[Opening ENTRIES SUPPLIED section]

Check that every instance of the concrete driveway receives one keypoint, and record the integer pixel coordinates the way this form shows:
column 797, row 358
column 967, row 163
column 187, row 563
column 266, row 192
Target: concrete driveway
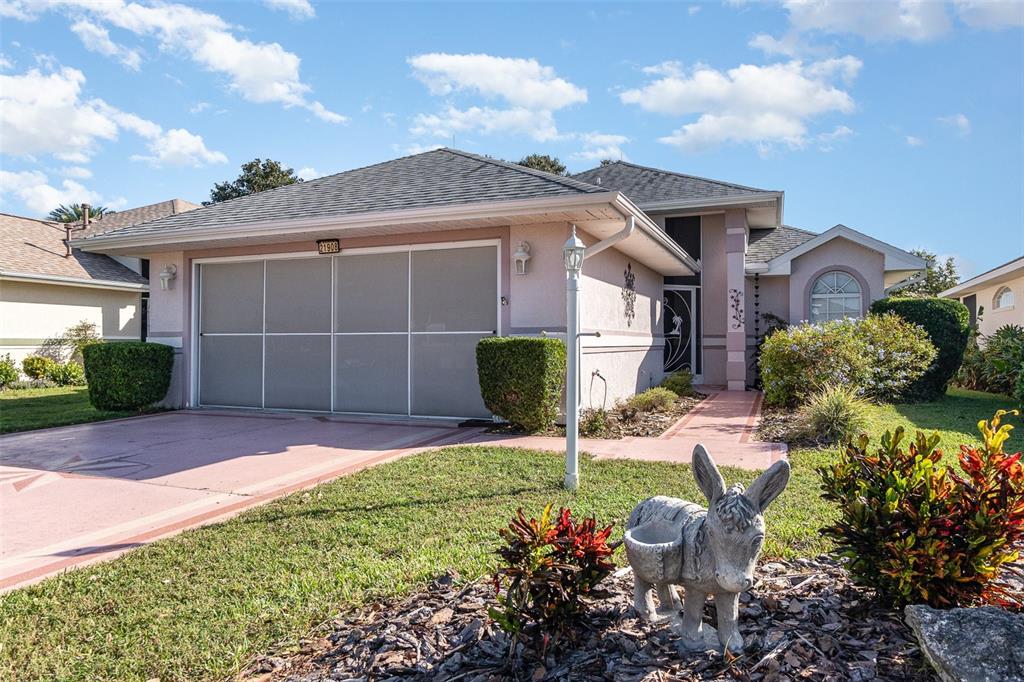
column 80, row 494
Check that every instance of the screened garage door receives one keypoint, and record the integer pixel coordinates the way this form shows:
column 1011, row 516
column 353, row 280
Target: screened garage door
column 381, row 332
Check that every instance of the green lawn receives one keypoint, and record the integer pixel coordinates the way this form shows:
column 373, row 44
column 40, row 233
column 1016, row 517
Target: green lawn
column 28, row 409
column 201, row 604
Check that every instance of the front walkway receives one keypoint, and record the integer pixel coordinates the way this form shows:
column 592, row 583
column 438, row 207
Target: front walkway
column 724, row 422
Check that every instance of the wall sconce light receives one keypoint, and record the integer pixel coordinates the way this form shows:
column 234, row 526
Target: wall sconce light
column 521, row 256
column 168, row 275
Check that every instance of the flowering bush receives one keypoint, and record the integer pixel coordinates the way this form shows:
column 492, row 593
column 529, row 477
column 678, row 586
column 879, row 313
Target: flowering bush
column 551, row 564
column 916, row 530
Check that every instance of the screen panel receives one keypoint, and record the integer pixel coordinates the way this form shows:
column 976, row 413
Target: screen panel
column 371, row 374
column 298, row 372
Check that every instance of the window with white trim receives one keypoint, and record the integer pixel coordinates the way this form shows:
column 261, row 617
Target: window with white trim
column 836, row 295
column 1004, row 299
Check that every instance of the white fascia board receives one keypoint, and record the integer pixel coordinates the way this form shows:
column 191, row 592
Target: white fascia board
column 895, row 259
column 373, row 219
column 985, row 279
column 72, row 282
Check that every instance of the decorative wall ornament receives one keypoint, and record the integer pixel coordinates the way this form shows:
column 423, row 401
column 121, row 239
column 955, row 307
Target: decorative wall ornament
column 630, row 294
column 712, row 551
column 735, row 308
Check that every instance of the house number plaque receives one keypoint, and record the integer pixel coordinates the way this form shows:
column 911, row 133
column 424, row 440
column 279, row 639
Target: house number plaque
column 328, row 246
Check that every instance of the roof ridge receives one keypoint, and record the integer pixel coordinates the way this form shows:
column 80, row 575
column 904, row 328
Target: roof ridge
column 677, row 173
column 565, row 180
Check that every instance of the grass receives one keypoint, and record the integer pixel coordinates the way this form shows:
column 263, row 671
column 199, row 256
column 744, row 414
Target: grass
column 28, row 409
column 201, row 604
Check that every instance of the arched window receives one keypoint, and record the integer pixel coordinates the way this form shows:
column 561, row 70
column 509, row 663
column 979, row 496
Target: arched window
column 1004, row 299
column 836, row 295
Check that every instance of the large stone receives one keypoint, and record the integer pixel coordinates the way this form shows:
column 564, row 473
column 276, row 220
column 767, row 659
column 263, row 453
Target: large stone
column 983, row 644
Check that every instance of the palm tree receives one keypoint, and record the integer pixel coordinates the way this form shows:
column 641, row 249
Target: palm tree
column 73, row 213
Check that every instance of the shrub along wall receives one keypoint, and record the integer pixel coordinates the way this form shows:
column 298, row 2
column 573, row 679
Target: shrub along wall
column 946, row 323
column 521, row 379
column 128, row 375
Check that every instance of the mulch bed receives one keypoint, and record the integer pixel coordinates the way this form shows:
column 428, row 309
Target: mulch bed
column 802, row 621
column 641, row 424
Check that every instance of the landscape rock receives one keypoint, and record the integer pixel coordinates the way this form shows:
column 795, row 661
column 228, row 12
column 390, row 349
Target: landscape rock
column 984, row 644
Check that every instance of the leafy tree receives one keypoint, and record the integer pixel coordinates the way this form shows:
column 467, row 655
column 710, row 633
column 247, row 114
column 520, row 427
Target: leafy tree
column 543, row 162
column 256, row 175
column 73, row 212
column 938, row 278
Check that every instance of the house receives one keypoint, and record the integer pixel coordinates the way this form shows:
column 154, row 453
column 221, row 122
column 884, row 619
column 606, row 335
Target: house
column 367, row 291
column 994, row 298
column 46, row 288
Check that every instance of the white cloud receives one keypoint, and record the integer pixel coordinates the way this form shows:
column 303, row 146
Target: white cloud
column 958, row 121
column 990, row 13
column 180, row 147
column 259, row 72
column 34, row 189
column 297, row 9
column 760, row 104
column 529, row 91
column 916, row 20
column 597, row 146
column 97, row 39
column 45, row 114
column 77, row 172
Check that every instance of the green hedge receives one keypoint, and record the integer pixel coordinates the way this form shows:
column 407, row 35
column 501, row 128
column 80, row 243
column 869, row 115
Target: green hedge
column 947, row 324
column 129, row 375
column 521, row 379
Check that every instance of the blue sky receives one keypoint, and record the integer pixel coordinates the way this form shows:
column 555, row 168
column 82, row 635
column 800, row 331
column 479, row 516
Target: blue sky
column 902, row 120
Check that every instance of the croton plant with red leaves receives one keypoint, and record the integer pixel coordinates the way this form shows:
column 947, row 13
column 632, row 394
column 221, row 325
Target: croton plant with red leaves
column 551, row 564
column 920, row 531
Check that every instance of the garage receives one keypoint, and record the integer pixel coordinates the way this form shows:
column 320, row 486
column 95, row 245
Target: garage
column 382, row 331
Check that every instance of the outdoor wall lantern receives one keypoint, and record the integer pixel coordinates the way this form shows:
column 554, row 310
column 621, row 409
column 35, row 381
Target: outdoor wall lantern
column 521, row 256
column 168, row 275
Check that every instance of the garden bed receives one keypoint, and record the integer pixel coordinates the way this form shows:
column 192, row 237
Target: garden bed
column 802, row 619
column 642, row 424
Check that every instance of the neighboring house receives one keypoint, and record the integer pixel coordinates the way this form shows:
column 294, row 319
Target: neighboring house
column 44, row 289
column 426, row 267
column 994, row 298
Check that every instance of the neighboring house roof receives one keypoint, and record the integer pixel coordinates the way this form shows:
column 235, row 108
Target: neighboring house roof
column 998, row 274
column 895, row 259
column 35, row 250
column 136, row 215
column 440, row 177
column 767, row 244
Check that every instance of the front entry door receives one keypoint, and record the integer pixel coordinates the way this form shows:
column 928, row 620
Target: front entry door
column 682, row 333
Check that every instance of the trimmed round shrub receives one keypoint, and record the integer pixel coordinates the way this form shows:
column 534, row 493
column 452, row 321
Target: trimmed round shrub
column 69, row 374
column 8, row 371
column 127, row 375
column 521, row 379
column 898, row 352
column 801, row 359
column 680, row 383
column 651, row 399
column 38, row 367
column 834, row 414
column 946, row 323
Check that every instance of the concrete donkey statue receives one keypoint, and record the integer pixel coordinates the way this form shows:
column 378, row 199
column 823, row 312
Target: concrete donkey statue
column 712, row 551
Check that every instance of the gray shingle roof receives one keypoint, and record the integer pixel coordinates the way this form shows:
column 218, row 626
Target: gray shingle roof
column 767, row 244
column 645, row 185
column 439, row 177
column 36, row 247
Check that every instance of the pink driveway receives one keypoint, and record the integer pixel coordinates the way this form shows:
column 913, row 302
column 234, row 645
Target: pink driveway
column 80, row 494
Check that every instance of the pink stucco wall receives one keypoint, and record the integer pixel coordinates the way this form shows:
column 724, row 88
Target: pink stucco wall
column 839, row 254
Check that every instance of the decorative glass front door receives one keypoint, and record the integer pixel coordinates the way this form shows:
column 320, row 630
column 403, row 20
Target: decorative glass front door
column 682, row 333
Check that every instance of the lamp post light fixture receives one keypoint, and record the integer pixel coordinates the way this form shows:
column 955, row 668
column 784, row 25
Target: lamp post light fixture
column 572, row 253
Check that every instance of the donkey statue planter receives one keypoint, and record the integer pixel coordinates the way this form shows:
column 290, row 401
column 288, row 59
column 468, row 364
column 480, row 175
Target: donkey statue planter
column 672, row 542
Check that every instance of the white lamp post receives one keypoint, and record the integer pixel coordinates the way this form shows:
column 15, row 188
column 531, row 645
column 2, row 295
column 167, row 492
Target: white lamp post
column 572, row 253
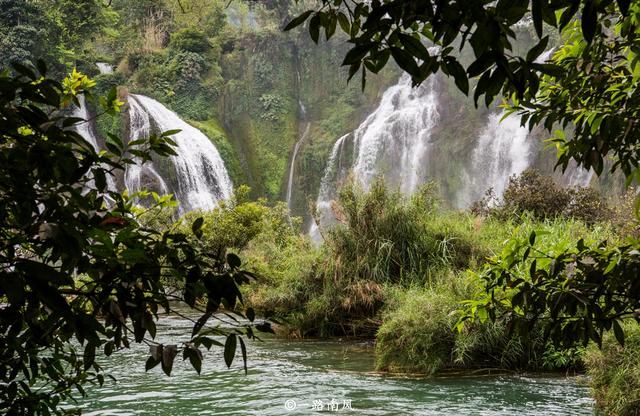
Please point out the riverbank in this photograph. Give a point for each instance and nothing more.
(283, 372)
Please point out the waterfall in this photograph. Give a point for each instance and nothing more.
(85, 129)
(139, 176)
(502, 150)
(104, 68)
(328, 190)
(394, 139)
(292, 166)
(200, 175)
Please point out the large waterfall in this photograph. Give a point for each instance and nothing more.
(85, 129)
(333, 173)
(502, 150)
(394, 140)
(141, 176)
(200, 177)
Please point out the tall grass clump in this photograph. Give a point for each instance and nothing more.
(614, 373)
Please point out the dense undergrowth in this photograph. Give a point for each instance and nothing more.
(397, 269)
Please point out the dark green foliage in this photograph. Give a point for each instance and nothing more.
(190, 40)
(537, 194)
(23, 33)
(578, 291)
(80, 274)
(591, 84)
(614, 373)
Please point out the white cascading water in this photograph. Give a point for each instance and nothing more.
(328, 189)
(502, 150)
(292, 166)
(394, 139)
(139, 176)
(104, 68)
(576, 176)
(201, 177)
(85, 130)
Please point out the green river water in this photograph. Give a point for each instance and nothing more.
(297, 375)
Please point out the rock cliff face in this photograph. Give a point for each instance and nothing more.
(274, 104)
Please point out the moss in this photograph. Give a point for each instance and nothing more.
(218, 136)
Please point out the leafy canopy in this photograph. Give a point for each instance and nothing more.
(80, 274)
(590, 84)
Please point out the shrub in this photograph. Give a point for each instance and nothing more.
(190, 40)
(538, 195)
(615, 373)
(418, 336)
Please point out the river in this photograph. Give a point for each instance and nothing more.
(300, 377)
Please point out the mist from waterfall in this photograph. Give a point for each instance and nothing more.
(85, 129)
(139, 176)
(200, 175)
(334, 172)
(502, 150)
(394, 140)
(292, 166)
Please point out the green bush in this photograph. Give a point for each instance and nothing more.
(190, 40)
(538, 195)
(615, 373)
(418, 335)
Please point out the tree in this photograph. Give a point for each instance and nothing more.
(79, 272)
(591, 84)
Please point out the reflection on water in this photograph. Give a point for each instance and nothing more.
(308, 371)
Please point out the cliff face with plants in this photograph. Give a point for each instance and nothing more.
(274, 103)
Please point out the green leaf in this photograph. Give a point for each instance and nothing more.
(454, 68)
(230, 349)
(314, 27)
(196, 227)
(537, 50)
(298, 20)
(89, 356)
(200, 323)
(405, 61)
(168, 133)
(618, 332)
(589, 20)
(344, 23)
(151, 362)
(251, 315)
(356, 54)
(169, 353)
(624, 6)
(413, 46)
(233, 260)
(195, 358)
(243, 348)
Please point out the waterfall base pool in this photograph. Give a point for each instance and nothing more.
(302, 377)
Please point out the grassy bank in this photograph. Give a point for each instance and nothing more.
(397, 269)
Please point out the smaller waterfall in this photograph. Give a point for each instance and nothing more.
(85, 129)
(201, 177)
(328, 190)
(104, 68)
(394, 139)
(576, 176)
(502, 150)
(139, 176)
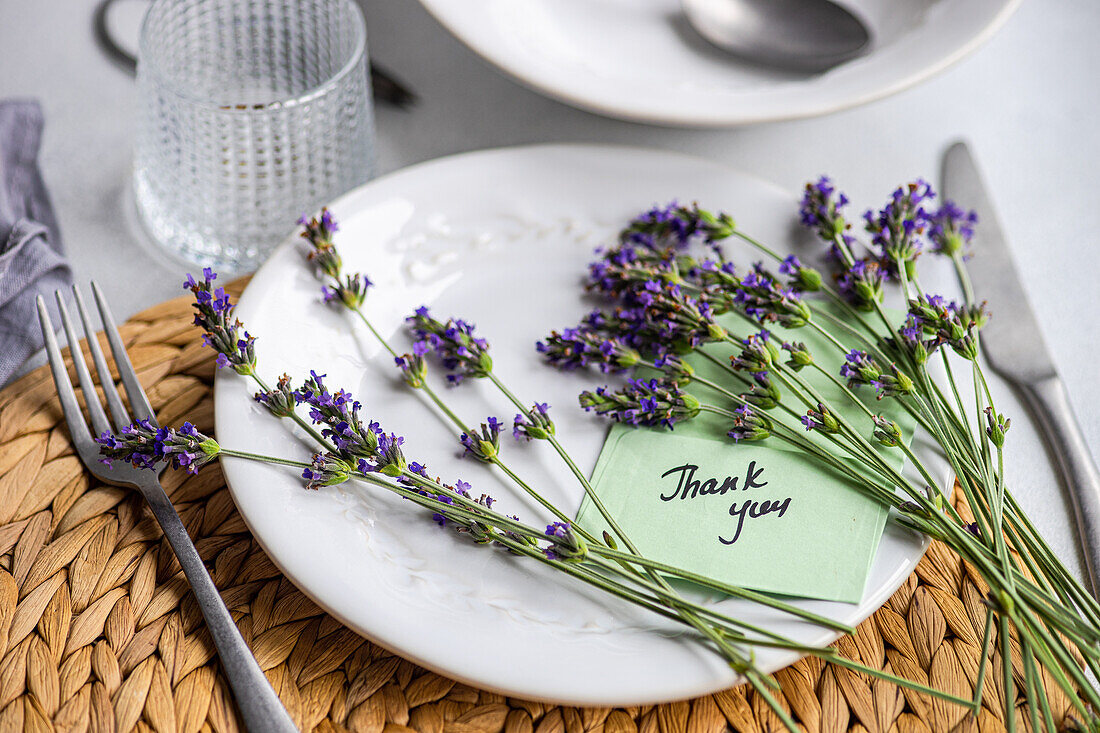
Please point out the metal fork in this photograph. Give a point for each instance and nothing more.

[Closing ENTRIES SUPPLIED section]

## WHAT YOU SHOULD DO
Exact repeats of the lines from the first one in the data through the line containing "column 121, row 239" make up the answer. Pictures do not.

## WRITTEN REPLY
Check that every instance of the concrete driveway receives one keypoint, and record the integer pixel coordinates the way this form shows:
column 797, row 358
column 967, row 163
column 187, row 563
column 266, row 192
Target: concrete driveway
column 80, row 494
Check that every instance of the screened garage door receives one keypoint, and record the integer pixel coordinates the way this form shows:
column 1011, row 516
column 353, row 280
Target: screened garage door
column 381, row 332
Check that every instance of the green lawn receives one keypoint, and record the integer pixel coordinates the way this form shows:
column 373, row 44
column 40, row 233
column 1016, row 517
Target: green lawn
column 28, row 409
column 201, row 604
Check that every instance of the front walkway receives one keypoint, and record the integer pixel coordinates the way this form shows:
column 592, row 583
column 438, row 207
Target: front walkway
column 724, row 422
Check that every instance of the wall sconce light receives one keypoint, and record the integer pixel coordinates the way this form shows:
column 234, row 526
Target: wall sconce light
column 521, row 256
column 168, row 275
Check that every instance of the flowering bush receives one keypoint, and record the integer pixel coordinates the way this form shows:
column 492, row 593
column 529, row 477
column 678, row 586
column 879, row 313
Target: flowering bush
column 551, row 564
column 916, row 530
Check that every instance of the screen panel receives one keypoint, and record the integer pixel coordinates the way this form shows:
column 976, row 413
Target: screen panel
column 371, row 374
column 298, row 372
Check that every instance of the window with white trim receives one keypoint, and record the integer pixel coordinates the way this form shows:
column 261, row 617
Target: window with white trim
column 836, row 295
column 1004, row 299
Check that every instance of the white fascia board receives one keypoint, and record the integer pixel coordinates the way this form shows:
column 191, row 592
Target: white fascia board
column 895, row 259
column 373, row 219
column 985, row 279
column 72, row 282
Check that every instance of the decorative wall ornament receives one keypoint, and record the integer pixel coordinates the way this form shows:
column 423, row 401
column 121, row 239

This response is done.